DIRECTION:
Please update the lockdown travel guidance from "All while avoiding" up to and including "off the cards.", putting "home nations" in place of "devolved nations".

DOCUMENT:
*-*-*
There is currently no limit as to how far you are allowed to travel during the lockdown, although you are not permitted to stay overnight elsewhere.
That includes staying with friends and family who live far afield as you are still not allowed to visit anyone inside their home.
According to the Government’s latest advice, you are not allowed to ‘stay overnight away from your own home except for in a limited set of circumstances, such as work purposes.’
Speaking at the daily press conference on Thursday, Boris Johnson reiterated: ‘We don’t want people to stay overnight, we don’t want people to go to other households and stay there, I’m just afraid we’re not at that stage.’
So while there is no limit as to far you can travel, you would have to ensure you could practically reach your destination, and then come back home in one day.
All while avoiding using anyone’s toilets.
Can I travel between England and Scotland or Wales?
Because each of the devolved nations is observing slightly different lockdown rules – and because overnight stay is not permitted – travelling between them is currently still off the cards.
*-*-*
ENTRIES SHOWN:
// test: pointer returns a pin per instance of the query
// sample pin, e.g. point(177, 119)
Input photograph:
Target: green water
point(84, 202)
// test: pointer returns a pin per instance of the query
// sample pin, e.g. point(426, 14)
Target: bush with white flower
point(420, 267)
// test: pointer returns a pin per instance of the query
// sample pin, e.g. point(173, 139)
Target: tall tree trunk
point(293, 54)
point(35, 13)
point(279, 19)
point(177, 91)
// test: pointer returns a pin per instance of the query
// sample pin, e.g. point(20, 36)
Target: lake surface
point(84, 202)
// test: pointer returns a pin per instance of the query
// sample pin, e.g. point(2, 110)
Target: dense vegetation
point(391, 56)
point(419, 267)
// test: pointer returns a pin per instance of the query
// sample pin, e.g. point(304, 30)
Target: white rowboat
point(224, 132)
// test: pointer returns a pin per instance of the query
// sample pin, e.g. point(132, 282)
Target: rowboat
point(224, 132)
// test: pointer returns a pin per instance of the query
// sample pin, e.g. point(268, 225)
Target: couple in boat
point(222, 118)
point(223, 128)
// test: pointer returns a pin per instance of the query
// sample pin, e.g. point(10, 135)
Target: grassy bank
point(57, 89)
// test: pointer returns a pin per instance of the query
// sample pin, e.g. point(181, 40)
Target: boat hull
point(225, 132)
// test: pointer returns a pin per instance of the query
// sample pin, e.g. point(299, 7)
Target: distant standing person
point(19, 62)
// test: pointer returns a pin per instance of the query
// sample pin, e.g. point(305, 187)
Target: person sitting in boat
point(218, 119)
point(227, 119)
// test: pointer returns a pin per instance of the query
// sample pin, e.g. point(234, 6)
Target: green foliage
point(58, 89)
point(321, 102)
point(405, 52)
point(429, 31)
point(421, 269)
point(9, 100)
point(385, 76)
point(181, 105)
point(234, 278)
*-*-*
THE ANSWER:
All while avoiding using anyone’s toilets.
Can I travel between England and Scotland or Wales?
Because each of the home nations is observing slightly different lockdown rules – and because overnight stay is not permitted – travelling between them is currently still off the cards.